Return each line of the material below that contains the string "grass", copied in full.
>> BEGIN
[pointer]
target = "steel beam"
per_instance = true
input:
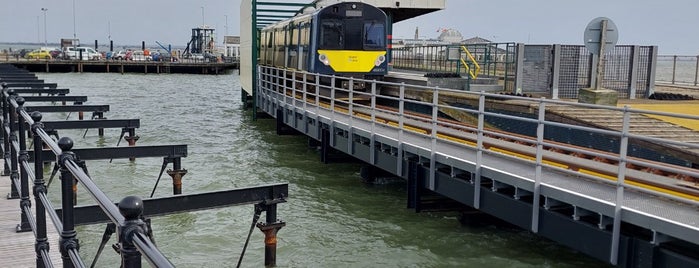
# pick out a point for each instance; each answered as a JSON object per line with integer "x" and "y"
{"x": 41, "y": 91}
{"x": 191, "y": 202}
{"x": 67, "y": 108}
{"x": 21, "y": 80}
{"x": 171, "y": 151}
{"x": 100, "y": 123}
{"x": 32, "y": 85}
{"x": 55, "y": 98}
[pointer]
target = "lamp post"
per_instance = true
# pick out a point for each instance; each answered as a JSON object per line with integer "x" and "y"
{"x": 202, "y": 17}
{"x": 45, "y": 39}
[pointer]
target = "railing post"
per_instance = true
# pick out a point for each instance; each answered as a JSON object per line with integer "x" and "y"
{"x": 24, "y": 177}
{"x": 696, "y": 72}
{"x": 621, "y": 177}
{"x": 674, "y": 68}
{"x": 131, "y": 207}
{"x": 68, "y": 239}
{"x": 41, "y": 243}
{"x": 14, "y": 169}
{"x": 4, "y": 125}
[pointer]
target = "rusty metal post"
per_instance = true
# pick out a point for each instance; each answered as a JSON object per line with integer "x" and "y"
{"x": 81, "y": 114}
{"x": 132, "y": 139}
{"x": 99, "y": 116}
{"x": 270, "y": 228}
{"x": 177, "y": 173}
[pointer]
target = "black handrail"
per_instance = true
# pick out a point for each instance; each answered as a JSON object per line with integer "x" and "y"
{"x": 128, "y": 217}
{"x": 14, "y": 123}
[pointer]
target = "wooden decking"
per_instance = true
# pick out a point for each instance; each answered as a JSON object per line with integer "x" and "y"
{"x": 17, "y": 249}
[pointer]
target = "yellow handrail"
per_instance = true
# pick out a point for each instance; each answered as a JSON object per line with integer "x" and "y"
{"x": 473, "y": 74}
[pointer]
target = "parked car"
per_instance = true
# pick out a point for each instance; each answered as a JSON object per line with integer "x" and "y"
{"x": 39, "y": 54}
{"x": 88, "y": 53}
{"x": 119, "y": 55}
{"x": 138, "y": 55}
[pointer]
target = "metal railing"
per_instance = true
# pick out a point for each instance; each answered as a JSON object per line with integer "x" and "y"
{"x": 678, "y": 70}
{"x": 128, "y": 219}
{"x": 362, "y": 110}
{"x": 127, "y": 216}
{"x": 495, "y": 59}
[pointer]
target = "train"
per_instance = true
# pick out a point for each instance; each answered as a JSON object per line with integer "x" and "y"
{"x": 346, "y": 39}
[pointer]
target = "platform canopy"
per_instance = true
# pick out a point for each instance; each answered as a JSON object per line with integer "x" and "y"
{"x": 399, "y": 10}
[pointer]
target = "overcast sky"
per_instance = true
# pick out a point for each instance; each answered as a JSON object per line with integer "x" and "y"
{"x": 673, "y": 25}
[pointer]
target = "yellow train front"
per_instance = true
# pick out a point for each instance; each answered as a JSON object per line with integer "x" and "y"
{"x": 347, "y": 39}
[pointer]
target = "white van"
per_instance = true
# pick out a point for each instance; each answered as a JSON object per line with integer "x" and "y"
{"x": 88, "y": 53}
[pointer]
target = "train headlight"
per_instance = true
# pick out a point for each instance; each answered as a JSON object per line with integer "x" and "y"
{"x": 324, "y": 59}
{"x": 380, "y": 59}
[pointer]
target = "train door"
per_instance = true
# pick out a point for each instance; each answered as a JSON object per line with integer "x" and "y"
{"x": 303, "y": 45}
{"x": 293, "y": 46}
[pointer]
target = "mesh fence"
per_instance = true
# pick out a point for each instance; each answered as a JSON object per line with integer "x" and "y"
{"x": 576, "y": 65}
{"x": 678, "y": 69}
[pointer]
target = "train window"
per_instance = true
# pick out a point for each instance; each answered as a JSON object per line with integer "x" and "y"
{"x": 374, "y": 35}
{"x": 331, "y": 35}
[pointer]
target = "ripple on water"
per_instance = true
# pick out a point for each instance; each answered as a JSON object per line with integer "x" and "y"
{"x": 333, "y": 220}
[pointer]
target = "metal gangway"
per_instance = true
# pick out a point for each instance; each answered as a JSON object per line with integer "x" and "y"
{"x": 614, "y": 205}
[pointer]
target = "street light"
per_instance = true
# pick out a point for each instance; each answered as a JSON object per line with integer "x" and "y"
{"x": 45, "y": 39}
{"x": 202, "y": 17}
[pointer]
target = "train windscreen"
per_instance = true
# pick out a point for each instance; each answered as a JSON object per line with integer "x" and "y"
{"x": 373, "y": 35}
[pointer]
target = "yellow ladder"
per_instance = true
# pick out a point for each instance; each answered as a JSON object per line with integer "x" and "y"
{"x": 473, "y": 73}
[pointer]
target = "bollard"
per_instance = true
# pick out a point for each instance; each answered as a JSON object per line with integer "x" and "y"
{"x": 270, "y": 228}
{"x": 81, "y": 114}
{"x": 131, "y": 207}
{"x": 99, "y": 116}
{"x": 131, "y": 139}
{"x": 41, "y": 243}
{"x": 68, "y": 240}
{"x": 177, "y": 173}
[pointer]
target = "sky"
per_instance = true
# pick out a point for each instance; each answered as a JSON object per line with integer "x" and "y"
{"x": 673, "y": 25}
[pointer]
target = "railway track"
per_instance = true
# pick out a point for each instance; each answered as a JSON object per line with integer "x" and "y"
{"x": 556, "y": 155}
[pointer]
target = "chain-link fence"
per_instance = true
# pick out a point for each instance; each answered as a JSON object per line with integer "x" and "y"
{"x": 674, "y": 69}
{"x": 568, "y": 68}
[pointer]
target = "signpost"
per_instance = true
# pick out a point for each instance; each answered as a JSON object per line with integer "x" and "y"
{"x": 600, "y": 36}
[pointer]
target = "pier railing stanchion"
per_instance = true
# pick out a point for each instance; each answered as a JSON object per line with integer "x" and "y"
{"x": 41, "y": 243}
{"x": 5, "y": 125}
{"x": 14, "y": 170}
{"x": 68, "y": 238}
{"x": 24, "y": 203}
{"x": 131, "y": 207}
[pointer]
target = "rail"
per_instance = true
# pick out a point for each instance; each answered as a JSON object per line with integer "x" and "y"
{"x": 400, "y": 111}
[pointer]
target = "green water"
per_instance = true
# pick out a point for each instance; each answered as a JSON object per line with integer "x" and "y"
{"x": 333, "y": 218}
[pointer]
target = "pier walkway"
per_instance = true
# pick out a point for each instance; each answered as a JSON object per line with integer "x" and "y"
{"x": 626, "y": 193}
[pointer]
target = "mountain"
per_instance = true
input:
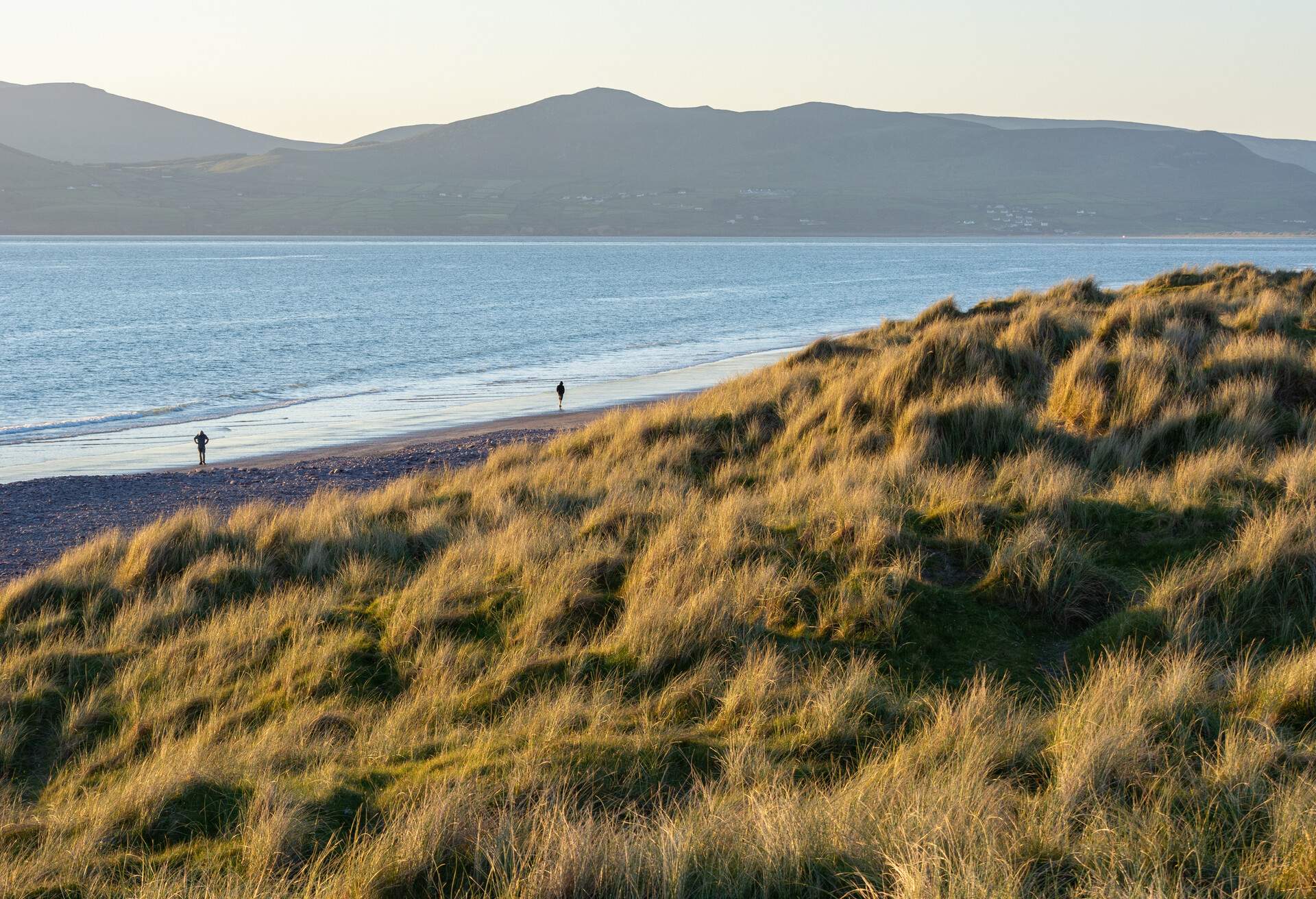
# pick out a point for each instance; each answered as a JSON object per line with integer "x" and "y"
{"x": 609, "y": 162}
{"x": 75, "y": 123}
{"x": 399, "y": 133}
{"x": 1300, "y": 153}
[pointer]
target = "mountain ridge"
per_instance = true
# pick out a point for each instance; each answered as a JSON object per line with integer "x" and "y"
{"x": 606, "y": 161}
{"x": 115, "y": 130}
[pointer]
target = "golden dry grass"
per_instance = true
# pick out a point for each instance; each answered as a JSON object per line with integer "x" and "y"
{"x": 1011, "y": 602}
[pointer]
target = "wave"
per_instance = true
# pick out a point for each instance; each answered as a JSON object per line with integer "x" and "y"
{"x": 161, "y": 415}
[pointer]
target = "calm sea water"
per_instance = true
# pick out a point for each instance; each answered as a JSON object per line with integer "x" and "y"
{"x": 115, "y": 352}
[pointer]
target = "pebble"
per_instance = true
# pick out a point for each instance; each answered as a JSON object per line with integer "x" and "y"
{"x": 41, "y": 519}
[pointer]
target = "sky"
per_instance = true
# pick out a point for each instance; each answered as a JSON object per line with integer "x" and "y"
{"x": 333, "y": 70}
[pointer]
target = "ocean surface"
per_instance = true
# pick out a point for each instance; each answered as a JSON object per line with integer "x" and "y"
{"x": 115, "y": 352}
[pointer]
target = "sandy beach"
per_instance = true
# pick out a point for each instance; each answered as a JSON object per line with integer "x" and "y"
{"x": 42, "y": 517}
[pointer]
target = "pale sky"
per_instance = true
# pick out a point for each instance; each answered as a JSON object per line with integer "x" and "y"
{"x": 332, "y": 70}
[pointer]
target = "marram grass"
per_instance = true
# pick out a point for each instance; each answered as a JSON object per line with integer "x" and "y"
{"x": 1006, "y": 602}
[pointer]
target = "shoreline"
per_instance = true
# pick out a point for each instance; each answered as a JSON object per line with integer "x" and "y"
{"x": 42, "y": 517}
{"x": 385, "y": 445}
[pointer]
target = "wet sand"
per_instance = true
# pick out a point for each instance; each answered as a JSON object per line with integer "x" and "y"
>> END
OUTPUT OF THE TASK:
target = "golden dry grass"
target = "marram grass"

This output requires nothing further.